この人の本は面白い。
考え方が、システム化そのものなのだ。
いわゆるシステム化構想に始まり、プログラミングまでなのだが、 筆者の言う『考える庭作り』が問題なのである。
「物事を客観的に、そして抽象的に考えるには、どうしても現実から飛躍する必要がある」
「『仮の発想』がなければ、物事を抽象的に捉えられない」
「自分の目ではない視点を持たなければ、客観的な全体像は見えてこない」
「現実にない概念を捉えるには、体験したもの、教えられたもの、知っているものに 囚われることのない新しい感覚を持っていなければならない」
「異質なものを受け入れる『好奇心』のような姿勢がとても大事なファクタになる」
「抽象化によって、適用できる範囲が広がり、類似したものを連想しやすくなる」

[保存済みデータ項目]

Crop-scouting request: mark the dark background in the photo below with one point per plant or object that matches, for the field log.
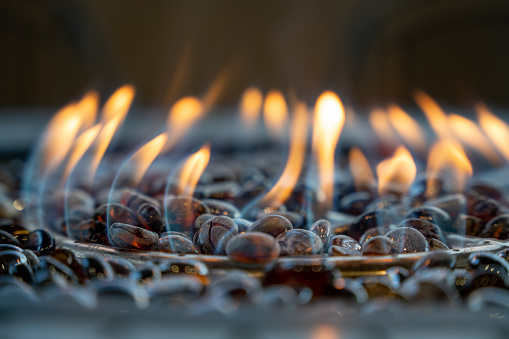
(370, 52)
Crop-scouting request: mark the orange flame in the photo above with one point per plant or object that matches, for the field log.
(118, 104)
(143, 157)
(183, 114)
(250, 106)
(396, 173)
(284, 186)
(81, 145)
(435, 115)
(469, 133)
(448, 157)
(328, 122)
(496, 129)
(275, 112)
(382, 127)
(360, 169)
(192, 170)
(406, 127)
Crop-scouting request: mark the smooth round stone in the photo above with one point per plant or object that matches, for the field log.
(295, 218)
(93, 231)
(271, 224)
(128, 236)
(40, 241)
(299, 242)
(355, 203)
(346, 242)
(378, 245)
(242, 224)
(214, 235)
(115, 212)
(497, 228)
(407, 240)
(219, 207)
(322, 229)
(340, 251)
(372, 232)
(368, 220)
(437, 245)
(181, 213)
(176, 244)
(7, 238)
(426, 228)
(432, 214)
(151, 218)
(253, 248)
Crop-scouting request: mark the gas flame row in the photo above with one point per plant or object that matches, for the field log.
(76, 131)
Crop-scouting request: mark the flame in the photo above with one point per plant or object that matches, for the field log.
(382, 127)
(406, 127)
(328, 122)
(284, 186)
(397, 172)
(275, 112)
(81, 145)
(496, 129)
(143, 157)
(192, 170)
(435, 115)
(118, 104)
(59, 136)
(469, 133)
(250, 106)
(360, 169)
(183, 114)
(447, 156)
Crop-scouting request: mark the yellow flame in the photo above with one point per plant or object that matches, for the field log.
(192, 170)
(407, 127)
(81, 145)
(447, 156)
(284, 186)
(183, 114)
(382, 127)
(495, 128)
(141, 160)
(250, 106)
(434, 113)
(118, 104)
(328, 122)
(59, 136)
(470, 134)
(397, 172)
(275, 112)
(360, 169)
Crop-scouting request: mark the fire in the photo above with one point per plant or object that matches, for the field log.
(361, 171)
(81, 145)
(142, 159)
(407, 128)
(118, 104)
(448, 157)
(275, 112)
(435, 115)
(382, 127)
(283, 188)
(250, 106)
(192, 170)
(328, 122)
(470, 134)
(495, 129)
(396, 173)
(184, 113)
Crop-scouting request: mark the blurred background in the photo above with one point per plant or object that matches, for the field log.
(370, 52)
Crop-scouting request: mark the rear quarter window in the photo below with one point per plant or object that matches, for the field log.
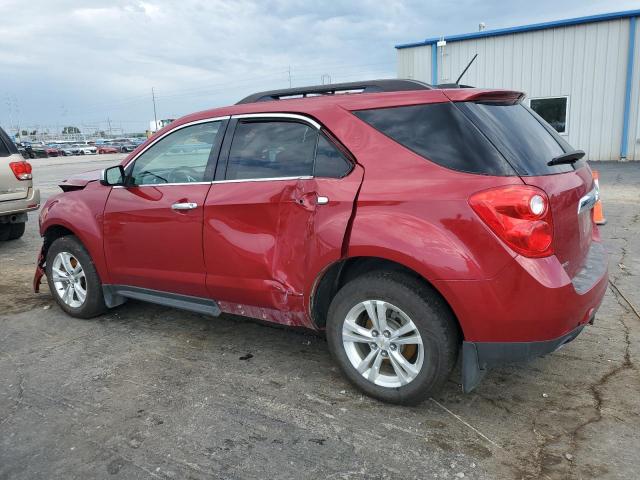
(525, 140)
(441, 133)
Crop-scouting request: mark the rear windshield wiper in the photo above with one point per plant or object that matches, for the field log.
(570, 157)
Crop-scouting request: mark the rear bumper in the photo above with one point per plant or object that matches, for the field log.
(478, 357)
(530, 309)
(31, 202)
(530, 300)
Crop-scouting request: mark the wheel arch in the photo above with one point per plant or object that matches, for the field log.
(338, 274)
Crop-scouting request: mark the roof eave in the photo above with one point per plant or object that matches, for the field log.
(525, 28)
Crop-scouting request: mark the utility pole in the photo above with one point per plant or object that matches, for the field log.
(155, 116)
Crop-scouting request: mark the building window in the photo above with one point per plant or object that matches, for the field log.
(553, 110)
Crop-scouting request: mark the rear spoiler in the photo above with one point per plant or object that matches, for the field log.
(505, 97)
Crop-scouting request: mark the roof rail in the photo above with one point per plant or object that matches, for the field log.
(368, 86)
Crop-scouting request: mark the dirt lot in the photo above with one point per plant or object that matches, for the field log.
(147, 391)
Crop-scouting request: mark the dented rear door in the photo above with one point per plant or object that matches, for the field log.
(269, 223)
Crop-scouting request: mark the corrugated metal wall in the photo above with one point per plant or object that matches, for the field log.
(587, 63)
(634, 118)
(415, 63)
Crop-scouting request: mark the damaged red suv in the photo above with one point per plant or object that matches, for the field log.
(411, 223)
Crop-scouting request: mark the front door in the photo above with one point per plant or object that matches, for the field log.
(270, 220)
(153, 226)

小問 1:
上の抜粋本文について、次の問いに答えてください。
(a) 筆者の言う何が問題だとされていますか。
(b) 物事を抽象的に捉えるには、何がなければならないとされていますか。
(c) 異質なものを受け入れる姿勢として、どのような姿勢が挙げられていますか。
小問 2: 抜粋本文のうち、「いわゆるシステム化構想に始ま」で始まり「を持っていなければならない」」で終わる部分を、一字も変えずに書き写してください。

解答 1:
(a) 『考える庭作り』
(b) 『仮の発想』
(c) 『好奇心』のような姿勢

解答 2:
いわゆるシステム化構想に始まり、プログラミングまでなのだが、 筆者の言う『考える庭作り』が問題なのである。
「物事を客観的に、そして抽象的に考えるには、どうしても現実から飛躍する必要がある」
「『仮の発想』がなければ、物事を抽象的に捉えられない」
「自分の目ではない視点を持たなければ、客観的な全体像は見えてこない」
「現実にない概念を捉えるには、体験したもの、教えられたもの、知っているものに 囚われることのない新しい感覚を持っていなければならない」